The scrubber naphtha is supplied in an amount such that the naphtha/bitumen ratio of the diluent-diluted froth (“dilfroth”) is preferably in the range 0.5-0.8, most preferably about 0.65.
The dilfroth 38 is fed by line 1 from the mixer 37 into the chamber 2 of a gravity settler vessel, referred to as the “splitter” 3. The dilfroth 38 is fed into the chamber 2 through inlet means 4. The splitter 3 has a conical bottom 5. It has underflow and overflow outlets 6, 7 at its bottom and top ends, respectively. A pump 8 and line 9 withdraw a stream of splitter tails 13 through the underflow outlet 6. Splitter overflow line 10 collects an overflow stream of raw dilbit.
The rate at which dilfroth 38 is fed to the splitter chamber 2 and the diameter of the cylindrical section 11 of the splitter 3 are selected to ensure a preferred flux of <6 m/h, most preferably about 4 m/h.
The dilfroth 38 is temporarily retained in the splitter chamber 2 for sufficient time so that gravity settling takes place to produce the following:
a bottom layer 12 of splitter tails 13, comprising mainly sand 14 and aqueous middlings 15, said tails containing some hydrocarbons;
an intermediate layer 16 of rag 17, said rag comprising mainly hydrocarbons associated with water and fines in discrete three dimensional structures or sacks 18; and
a top layer 19 of raw dilbit 20 comprising mainly hydrocarbons containing some water and fines (clay particles).

= PROVIDED MATERIAL =
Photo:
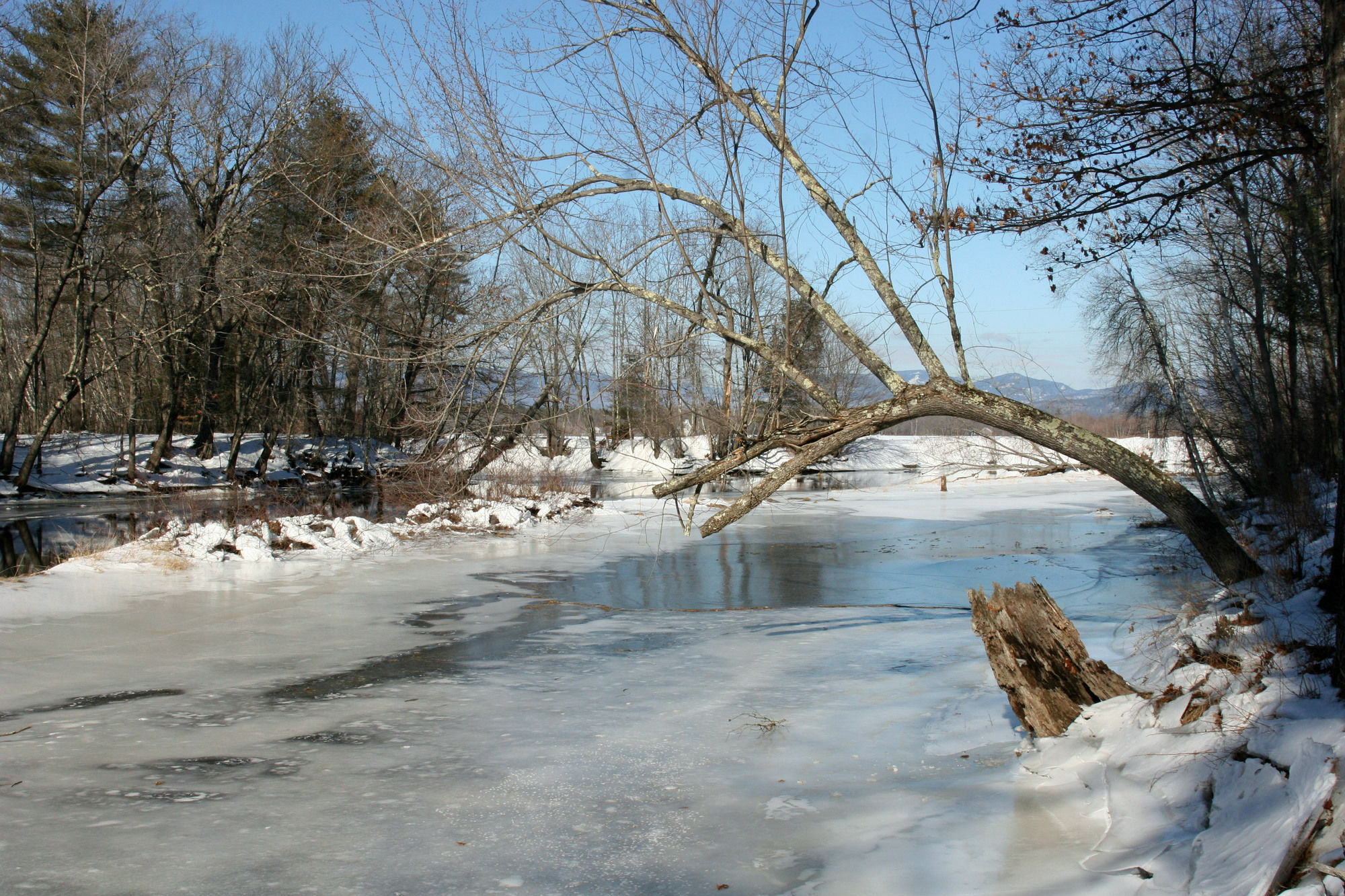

= GIVEN REQUEST 1 =
Reproduce the stretch of the splitter passage from "The scrubber naphtha" through "preferably about 0.65.".
= GIVEN REQUEST 2 =
Carry on the passage about the splitter vessel from its last sentence.

= EXPECTED ANSWER 1 =
The scrubber naphtha is supplied in an amount such that the naphtha/bitumen ratio of the diluent-diluted froth (“dilfroth”) is preferably in the range 0.5-0.8, most preferably about 0.65.

= EXPECTED ANSWER 2 =
The middlings 15 combine with the rag 17 and raw dilbit 20 to create a discernible hydrocarbons/water interface 21.
The splitter inlet means 6 delivers incoming dilfroth 38 into the middlings 15 across the cross-section of the splitter chamber 2, at an elevation spaced below the layer of rag 17 and well above the underflow outlet 6.
Means, such as a capacitance probe, may be used to monitor the elevation of the hydrocarbons/water interface 21. The rates of feeding dilfroth 38 and withdrawing tails 13 may then be controlled in response to the probe readings to maintain the elevation of the interface 21 generally constant. It is of course desirable to keep the interface 21 away from the bottom of the splitter chamber 2, to minimize hydrocarbon losses with the splitter tails 13. Alternatively one may monitor the composition of the splitter tails 13 and vary the rates with the objective of keeping the tails hydrocarbon content below a predetermined value, usually less than 15%.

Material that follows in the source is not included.